__DO THIS__
Output every record word for word.

__EXERCISE MATERIAL__
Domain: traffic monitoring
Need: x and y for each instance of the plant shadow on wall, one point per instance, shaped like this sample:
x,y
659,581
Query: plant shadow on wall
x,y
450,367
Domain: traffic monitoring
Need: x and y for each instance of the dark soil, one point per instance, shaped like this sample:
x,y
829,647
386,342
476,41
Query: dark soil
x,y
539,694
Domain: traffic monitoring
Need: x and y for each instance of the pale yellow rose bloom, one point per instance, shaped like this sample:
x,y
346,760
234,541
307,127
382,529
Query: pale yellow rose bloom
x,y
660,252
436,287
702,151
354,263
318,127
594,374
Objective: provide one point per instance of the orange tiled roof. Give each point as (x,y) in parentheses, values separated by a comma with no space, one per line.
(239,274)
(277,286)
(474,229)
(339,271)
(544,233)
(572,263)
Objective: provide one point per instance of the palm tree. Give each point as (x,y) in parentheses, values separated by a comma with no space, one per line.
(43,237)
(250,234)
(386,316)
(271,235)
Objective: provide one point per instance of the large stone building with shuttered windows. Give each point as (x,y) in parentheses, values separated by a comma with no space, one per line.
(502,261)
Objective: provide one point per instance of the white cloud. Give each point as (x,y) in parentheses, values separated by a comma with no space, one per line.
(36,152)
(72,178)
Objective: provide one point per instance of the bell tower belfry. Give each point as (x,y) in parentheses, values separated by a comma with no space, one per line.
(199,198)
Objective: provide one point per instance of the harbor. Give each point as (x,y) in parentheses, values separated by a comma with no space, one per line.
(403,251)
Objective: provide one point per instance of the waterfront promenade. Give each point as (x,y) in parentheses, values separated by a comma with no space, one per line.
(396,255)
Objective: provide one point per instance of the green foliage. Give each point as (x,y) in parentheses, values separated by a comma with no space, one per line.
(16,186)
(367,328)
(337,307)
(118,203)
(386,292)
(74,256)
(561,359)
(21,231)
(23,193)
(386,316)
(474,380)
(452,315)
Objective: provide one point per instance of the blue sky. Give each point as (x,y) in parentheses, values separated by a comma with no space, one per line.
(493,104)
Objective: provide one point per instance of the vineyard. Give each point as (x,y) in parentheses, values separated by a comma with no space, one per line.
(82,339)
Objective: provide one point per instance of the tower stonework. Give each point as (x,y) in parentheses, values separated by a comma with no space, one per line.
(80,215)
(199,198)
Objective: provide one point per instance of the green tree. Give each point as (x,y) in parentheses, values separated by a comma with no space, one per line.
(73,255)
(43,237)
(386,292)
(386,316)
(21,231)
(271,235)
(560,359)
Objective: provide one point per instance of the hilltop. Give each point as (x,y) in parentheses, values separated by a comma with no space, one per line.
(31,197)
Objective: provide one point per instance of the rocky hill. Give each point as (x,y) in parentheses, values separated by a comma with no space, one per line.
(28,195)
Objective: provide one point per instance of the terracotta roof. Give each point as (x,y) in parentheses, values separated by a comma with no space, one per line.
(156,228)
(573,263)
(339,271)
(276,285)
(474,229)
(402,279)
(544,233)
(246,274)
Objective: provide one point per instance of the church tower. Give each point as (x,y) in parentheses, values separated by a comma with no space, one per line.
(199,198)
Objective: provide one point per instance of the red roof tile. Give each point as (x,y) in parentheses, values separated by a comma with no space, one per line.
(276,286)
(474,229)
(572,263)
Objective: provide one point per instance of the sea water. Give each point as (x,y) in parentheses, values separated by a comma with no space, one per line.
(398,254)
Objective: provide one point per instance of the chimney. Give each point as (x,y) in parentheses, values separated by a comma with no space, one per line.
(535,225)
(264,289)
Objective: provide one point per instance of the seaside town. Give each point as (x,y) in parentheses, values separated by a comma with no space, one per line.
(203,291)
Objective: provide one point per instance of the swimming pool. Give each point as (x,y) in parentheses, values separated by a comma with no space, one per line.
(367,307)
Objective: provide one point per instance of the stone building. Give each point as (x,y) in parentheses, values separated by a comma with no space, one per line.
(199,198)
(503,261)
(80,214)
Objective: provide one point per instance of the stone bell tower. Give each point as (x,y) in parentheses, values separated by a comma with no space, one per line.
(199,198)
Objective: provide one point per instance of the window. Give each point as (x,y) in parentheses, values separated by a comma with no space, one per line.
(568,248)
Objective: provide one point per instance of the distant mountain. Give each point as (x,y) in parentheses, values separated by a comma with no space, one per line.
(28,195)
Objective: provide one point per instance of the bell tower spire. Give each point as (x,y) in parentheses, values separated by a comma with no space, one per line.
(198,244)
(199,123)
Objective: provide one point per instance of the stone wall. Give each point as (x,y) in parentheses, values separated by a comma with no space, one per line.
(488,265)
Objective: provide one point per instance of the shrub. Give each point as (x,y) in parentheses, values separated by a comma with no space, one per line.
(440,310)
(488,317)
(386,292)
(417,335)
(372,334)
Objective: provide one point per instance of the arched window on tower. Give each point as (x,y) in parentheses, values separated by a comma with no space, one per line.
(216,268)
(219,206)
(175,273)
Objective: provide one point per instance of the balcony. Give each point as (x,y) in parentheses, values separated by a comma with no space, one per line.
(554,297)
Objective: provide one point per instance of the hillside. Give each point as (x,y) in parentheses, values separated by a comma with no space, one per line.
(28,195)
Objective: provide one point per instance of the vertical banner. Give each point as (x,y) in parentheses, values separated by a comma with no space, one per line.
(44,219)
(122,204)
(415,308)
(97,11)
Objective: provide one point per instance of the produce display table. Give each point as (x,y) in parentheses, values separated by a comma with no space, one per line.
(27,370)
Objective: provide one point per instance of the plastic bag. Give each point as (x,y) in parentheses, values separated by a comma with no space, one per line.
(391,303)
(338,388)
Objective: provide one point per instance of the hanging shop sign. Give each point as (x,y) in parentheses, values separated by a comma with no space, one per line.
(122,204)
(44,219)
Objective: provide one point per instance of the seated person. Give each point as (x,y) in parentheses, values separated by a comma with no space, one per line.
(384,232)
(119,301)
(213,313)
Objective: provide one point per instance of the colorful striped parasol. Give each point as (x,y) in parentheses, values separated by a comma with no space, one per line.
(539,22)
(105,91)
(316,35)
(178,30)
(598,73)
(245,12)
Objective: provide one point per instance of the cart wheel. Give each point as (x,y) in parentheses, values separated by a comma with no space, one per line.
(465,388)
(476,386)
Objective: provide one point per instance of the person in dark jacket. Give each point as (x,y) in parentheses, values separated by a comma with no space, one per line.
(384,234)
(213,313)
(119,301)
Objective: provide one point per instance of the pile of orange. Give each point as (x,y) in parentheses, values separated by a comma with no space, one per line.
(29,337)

__FULL SOLUTION__
Domain: traffic monitoring
Need: x and y for each instance of the plant shadow on wall, one point per instance, shaped like this sample:
x,y
659,581
Query: plant shadow on wall
x,y
450,367
Domain: traffic monitoring
Need: x and y for each instance of the dark soil, one point per instance, shaped like this sample:
x,y
829,647
386,342
476,41
Query: dark soil
x,y
539,694
Domain: traffic monitoring
Need: x and y for each instance of the pale yellow rose bloom, one point per instance, shaped like this sample:
x,y
346,760
234,541
307,127
382,529
Query: pale yellow rose bloom
x,y
660,252
436,287
702,151
354,263
318,127
594,374
Objective: provide one point per instance of the orange tiled roof. Give each point as (x,y) in parentheses, values separated by a comma with no space, one per line.
(239,274)
(277,286)
(474,229)
(339,271)
(544,233)
(572,263)
Objective: provide one point per instance of the palm tree. Give each point as (x,y) in parentheses, values separated by a comma with no space, one per line.
(43,237)
(250,234)
(386,316)
(271,235)
Objective: provide one point per instance of the large stone building with shuttered windows. Give each point as (x,y) in parentheses, values separated by a comma with no space, one per line.
(502,261)
Objective: provide one point per instance of the white cloud. Give each point as (x,y) in parentheses, values separated by a comma with no space, one per line.
(36,152)
(72,178)
Objective: provide one point per instance of the bell tower belfry. Give each point as (x,y) in parentheses, values separated by a comma with no space, one per line.
(199,198)
Objective: provide one point per instance of the harbor. Give each point as (x,y) in parentheses, values separated by a comma with no space, one per line.
(403,251)
Objective: provide one point per instance of the waterfront promenade. Give each point as (x,y) in parentheses, values separated by a comma with no space, one per line.
(396,255)
Objective: provide one point per instance of the green foliage. Give each point as (x,y) in parentheses, values separated by a comma with no space, one per line.
(16,186)
(367,328)
(337,307)
(118,203)
(386,292)
(74,256)
(561,359)
(21,231)
(23,193)
(386,316)
(474,380)
(452,315)
Objective: provide one point per instance of the blue sky. Give each point as (x,y) in parentheses, values separated by a comma with no space, one per line.
(493,104)
Objective: provide one point per instance of the vineyard. Give each point as (x,y) in parentheses, values separated by a comma with no space, one per line.
(82,339)
Objective: provide one point per instance of the tower stonework. Give each point as (x,y) in parentheses, values separated by a comma with no space, one per line.
(80,215)
(199,198)
Objective: provide one point per instance of the green tree. Give each point as (x,y) in parentheses, values separated by a comma with no space, one per line.
(73,255)
(43,237)
(386,292)
(386,316)
(21,231)
(271,235)
(560,359)
Objective: provide one point per instance of the hilltop. Give each point as (x,y) in parentheses, values separated by a comma with no space, one per line.
(31,197)
Objective: provide one point per instance of the rocky hill. Give each point as (x,y) in parentheses, values separated by a comma with no space, one per line.
(28,195)
Objective: provide one point per instance of the terracotta roof. Give each point as (x,y) in parentheses, values separated by a comma with no space, one per line.
(156,228)
(573,263)
(339,271)
(276,285)
(474,229)
(402,279)
(544,233)
(246,274)
Objective: provide one point per instance of the church tower. Give each point as (x,y) in parentheses, values separated by a comma with no space, one per line.
(199,198)
Objective: provide one point per instance of the red roof tile. Give each point as (x,y) in parentheses, values separated by a comma with no space, one per line.
(276,286)
(474,229)
(572,263)
Objective: provide one point per instance of the sea water. Give each point as (x,y) in parentheses, values separated by a comma with no space, one per line.
(398,254)
Objective: provide one point per instance of the chimney. Give each point as (x,y) in parentheses, values separated by a comma with no space, one per line.
(535,225)
(264,289)
Objective: provide one point per instance of the seaside town. Give each point as (x,y) in parentheses, values separated by a comma with no space, one per line.
(203,291)
Objective: provide one point per instance of the swimming pool. Give each point as (x,y) in parentheses, values separated by a comma with no space, one per line.
(367,307)
Objective: provide one point per instance of the stone building. Give each point as (x,y) in parentheses, values separated by a comma with no space, one per line.
(199,198)
(503,261)
(80,214)
Objective: provide one point per instance of the stone bell tower. Give each point as (x,y) in parentheses, values separated by a comma with no space, one per line.
(199,198)
Objective: provide one point per instance of the window. Give each point as (x,y) in parentheses, values separated by a comma with no space, one per line.
(568,248)
Objective: provide one point per instance of the distant mountain. Give each point as (x,y) in parentheses, values separated by a comma with no space, one per line.
(28,195)
Objective: provide one point per instance of the bell tower spire. Give each point as (x,y) in parentheses, values separated by a comma with no space, one per line.
(198,244)
(199,123)
Objective: provide one point per instance of the stone wall. Give each point as (x,y) in parentheses, values separated by a comma with no space, one per line.
(488,265)
Objective: provide one point per instance of the shrub. Give each point as (x,y) in parentheses, values separated by a comma with no space, one per line.
(440,310)
(488,317)
(386,292)
(417,335)
(372,334)
Objective: provide one point per instance of the arched window on tower. Give each point as (x,y) in parentheses, values separated by a comma with no space, one per line.
(216,268)
(219,206)
(175,273)
Objective: provide one point per instance of the balcony. Give each point as (x,y) in parentheses, values separated by a comma with no space, one per line.
(554,297)
Objective: provide one point per instance of the hillside. Give each point as (x,y) in parentheses, values separated by a comma with no space, one per line.
(28,195)
Objective: provide one point per instance of the vertical banner. Give each point as (x,y) in parentheses, values separated by a comma with no space, one per line.
(44,219)
(122,204)
(415,308)
(97,11)
Objective: provide one point per instance of the produce display table. Give each point as (x,y) in parentheses, values separated by a comma with no space, one per line.
(27,370)
Objective: provide one point per instance of the plastic bag. Give each point as (x,y) in parentheses, values separated by a comma with no space, one per line.
(391,303)
(338,388)
Objective: provide one point per instance of the hanging shop sign. Give each point as (x,y) in parentheses, values separated by a comma with no space, one per line.
(122,204)
(44,219)
Objective: provide one point per instance of the seated person. Give each point as (x,y) in parentheses, values separated by a comma with no space, one per line.
(384,232)
(119,301)
(213,313)
Objective: provide one point per instance of the colorful striped parasol. Give each point as (x,y) in parentheses, values separated by a comma with no space, one per line.
(539,22)
(105,91)
(316,35)
(178,30)
(598,73)
(245,12)
Objective: provide one point per instance of the cart wheel. Give each point as (x,y) in parentheses, values separated by a comma with no space, one per line.
(465,388)
(476,386)
Objective: provide one point per instance of the person in dark jacket. Give each point as (x,y) in parentheses, values separated by a comma with no space, one per line.
(384,234)
(213,313)
(119,301)
Objective: provide one point per instance of the pile of orange. Give each point as (x,y) in parentheses, values separated by a comma with no space, one per line.
(29,337)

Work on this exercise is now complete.